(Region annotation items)
^^^^^^^^

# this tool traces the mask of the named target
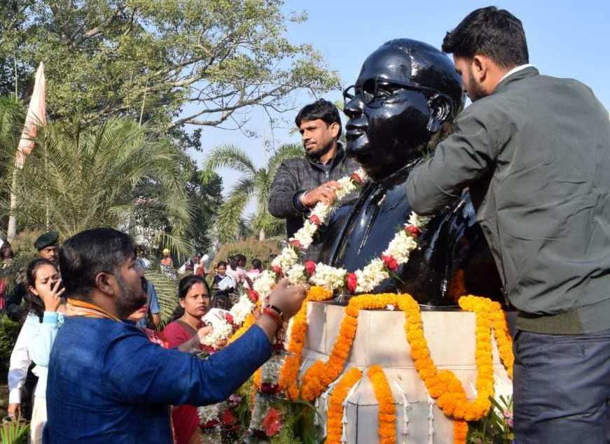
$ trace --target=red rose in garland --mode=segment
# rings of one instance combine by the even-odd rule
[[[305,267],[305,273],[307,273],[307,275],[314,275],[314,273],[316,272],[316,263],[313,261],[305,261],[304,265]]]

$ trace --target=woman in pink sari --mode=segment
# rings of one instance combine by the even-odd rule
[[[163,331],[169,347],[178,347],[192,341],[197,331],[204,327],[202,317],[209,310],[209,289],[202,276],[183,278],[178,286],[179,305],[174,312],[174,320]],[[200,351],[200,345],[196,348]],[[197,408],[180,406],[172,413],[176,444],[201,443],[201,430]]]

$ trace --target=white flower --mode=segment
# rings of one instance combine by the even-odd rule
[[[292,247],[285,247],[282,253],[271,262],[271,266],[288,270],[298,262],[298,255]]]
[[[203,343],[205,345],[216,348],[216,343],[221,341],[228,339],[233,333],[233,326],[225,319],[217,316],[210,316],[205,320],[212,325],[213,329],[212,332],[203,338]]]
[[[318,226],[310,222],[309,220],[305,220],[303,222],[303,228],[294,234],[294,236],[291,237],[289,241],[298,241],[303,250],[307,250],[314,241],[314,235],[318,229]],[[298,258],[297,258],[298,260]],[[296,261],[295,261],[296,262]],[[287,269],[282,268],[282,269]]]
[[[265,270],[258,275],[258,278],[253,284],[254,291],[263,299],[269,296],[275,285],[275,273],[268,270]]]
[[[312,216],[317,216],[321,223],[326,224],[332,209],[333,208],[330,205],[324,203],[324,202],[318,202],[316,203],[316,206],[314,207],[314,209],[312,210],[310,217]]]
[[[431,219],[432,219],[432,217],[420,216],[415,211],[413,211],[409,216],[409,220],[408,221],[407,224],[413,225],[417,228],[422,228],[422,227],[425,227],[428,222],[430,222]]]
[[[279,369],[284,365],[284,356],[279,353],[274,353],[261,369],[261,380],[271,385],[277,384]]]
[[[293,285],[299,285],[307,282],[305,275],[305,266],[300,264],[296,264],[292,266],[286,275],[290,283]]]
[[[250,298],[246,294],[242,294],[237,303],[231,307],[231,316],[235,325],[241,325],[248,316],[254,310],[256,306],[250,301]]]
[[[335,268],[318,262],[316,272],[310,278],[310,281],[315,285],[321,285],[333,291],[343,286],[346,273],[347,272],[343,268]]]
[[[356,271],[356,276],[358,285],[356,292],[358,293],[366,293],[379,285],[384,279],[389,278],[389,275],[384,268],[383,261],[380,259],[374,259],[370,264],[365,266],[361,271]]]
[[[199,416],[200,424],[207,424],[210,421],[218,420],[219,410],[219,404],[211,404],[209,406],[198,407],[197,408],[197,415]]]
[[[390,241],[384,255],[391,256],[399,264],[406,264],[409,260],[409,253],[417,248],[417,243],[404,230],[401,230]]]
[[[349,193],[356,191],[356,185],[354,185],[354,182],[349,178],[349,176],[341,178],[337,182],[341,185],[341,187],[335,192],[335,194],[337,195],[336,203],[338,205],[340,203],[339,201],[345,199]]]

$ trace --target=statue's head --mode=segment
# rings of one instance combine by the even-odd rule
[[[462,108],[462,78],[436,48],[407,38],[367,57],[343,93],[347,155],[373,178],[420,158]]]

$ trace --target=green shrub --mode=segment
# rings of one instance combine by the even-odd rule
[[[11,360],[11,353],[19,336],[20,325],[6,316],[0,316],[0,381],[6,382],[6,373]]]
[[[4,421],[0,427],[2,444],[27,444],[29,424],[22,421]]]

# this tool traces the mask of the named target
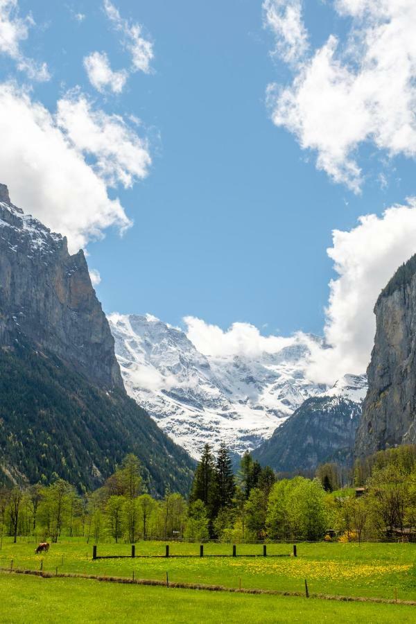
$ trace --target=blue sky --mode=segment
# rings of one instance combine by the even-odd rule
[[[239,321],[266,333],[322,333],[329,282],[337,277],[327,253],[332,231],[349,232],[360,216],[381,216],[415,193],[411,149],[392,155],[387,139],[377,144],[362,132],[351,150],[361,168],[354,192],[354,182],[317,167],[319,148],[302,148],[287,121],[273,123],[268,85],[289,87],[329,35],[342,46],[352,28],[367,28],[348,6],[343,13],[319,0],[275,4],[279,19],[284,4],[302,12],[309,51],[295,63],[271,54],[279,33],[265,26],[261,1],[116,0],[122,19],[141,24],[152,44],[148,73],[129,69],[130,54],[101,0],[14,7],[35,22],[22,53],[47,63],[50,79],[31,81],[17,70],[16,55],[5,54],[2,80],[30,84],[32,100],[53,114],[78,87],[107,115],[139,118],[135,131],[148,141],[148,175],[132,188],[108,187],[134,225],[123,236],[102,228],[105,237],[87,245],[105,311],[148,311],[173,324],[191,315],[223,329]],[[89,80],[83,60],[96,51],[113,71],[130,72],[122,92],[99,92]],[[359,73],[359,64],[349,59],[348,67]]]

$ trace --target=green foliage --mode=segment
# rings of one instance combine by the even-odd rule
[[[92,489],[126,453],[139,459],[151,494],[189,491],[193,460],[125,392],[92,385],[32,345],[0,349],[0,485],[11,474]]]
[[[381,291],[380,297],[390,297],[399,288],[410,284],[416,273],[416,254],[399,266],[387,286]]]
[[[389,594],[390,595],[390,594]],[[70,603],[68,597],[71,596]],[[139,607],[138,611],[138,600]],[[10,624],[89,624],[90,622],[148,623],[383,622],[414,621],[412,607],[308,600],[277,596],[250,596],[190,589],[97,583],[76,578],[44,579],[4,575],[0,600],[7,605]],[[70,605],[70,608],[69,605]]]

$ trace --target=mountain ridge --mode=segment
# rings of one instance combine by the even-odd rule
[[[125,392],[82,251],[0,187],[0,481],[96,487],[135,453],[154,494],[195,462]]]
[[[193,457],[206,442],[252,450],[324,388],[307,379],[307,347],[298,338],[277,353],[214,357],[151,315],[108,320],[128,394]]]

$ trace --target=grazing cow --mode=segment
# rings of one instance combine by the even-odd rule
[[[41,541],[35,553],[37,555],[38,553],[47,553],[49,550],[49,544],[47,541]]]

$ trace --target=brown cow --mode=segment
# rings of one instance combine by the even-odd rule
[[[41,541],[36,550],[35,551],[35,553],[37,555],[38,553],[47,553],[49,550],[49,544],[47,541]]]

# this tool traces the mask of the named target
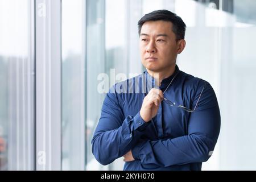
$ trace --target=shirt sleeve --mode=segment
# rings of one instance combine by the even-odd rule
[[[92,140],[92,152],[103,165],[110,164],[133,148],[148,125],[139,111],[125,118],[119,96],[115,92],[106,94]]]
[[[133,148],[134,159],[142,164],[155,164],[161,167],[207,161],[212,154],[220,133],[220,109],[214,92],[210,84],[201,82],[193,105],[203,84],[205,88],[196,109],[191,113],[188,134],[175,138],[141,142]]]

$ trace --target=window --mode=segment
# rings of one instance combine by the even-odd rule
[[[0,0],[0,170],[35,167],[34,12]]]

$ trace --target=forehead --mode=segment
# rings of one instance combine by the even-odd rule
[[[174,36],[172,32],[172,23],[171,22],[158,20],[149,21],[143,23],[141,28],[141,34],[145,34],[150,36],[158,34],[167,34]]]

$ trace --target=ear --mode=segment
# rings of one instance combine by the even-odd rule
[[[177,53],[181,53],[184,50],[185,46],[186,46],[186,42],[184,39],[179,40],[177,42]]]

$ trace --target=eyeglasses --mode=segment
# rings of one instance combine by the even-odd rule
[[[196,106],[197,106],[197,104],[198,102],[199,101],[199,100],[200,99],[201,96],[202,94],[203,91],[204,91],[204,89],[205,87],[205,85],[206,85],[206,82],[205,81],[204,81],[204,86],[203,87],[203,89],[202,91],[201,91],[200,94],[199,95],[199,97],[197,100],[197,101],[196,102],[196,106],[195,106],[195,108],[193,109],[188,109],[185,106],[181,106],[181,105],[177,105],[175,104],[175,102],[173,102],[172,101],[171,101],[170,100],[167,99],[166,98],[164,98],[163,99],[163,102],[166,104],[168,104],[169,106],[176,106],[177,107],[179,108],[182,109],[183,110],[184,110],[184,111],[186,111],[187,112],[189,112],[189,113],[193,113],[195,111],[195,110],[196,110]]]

^^^^^^^^

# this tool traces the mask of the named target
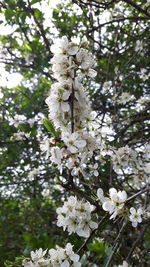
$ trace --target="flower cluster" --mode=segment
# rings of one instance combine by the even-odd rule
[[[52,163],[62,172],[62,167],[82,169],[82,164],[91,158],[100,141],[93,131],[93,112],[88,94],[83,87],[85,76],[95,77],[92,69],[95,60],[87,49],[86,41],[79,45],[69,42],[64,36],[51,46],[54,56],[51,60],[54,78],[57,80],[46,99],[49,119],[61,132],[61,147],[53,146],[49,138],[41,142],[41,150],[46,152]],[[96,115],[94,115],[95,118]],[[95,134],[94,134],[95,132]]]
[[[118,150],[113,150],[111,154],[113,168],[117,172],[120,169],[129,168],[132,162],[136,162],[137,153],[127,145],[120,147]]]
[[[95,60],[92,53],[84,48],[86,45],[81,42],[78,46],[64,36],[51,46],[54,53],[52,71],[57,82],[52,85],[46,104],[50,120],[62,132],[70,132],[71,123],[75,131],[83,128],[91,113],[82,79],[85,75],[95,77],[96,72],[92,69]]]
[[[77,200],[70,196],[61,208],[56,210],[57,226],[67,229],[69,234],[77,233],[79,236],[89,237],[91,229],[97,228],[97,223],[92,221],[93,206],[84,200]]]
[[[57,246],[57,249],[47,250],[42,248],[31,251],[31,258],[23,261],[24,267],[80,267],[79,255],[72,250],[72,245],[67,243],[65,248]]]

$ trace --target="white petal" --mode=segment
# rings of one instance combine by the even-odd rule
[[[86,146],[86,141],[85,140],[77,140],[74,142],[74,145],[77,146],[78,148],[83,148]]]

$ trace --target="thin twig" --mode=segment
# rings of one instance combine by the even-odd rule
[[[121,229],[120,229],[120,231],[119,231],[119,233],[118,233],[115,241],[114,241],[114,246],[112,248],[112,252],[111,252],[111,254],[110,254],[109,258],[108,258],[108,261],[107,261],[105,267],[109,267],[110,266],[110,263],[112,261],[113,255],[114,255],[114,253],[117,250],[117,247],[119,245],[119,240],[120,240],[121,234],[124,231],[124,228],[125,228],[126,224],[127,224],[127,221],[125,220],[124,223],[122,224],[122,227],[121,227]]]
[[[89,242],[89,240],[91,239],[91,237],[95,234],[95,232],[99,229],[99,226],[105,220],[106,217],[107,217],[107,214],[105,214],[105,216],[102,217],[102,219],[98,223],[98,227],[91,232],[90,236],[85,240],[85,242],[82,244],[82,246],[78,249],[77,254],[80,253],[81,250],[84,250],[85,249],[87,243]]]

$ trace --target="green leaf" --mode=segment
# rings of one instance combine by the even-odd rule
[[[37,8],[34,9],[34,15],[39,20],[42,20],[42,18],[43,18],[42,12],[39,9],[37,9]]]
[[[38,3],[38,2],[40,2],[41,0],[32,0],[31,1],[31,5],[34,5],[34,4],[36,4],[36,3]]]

^^^^^^^^

- [WHAT THE TASK REQUIRES]:
Give the data starting at the line containing "--target=green shrub --mode=segment" and ending at the line containing "[[[4,421],[0,427],[2,444],[27,444],[29,424],[22,421]]]" as a two-column CSV with the columns input and output, placing each command in input and its result in output. Wrap every field in double quotes and turn any line breaks into spaces.

- [WRITTEN REPLY]:
input,output
"$ trace --target=green shrub --mode=segment # rings of one instance combine by the even-odd rule","[[[11,360],[11,353],[19,336],[20,325],[6,316],[0,316],[0,381],[6,382],[6,373]]] [[[4,421],[0,427],[2,444],[27,444],[29,424],[22,421]]]"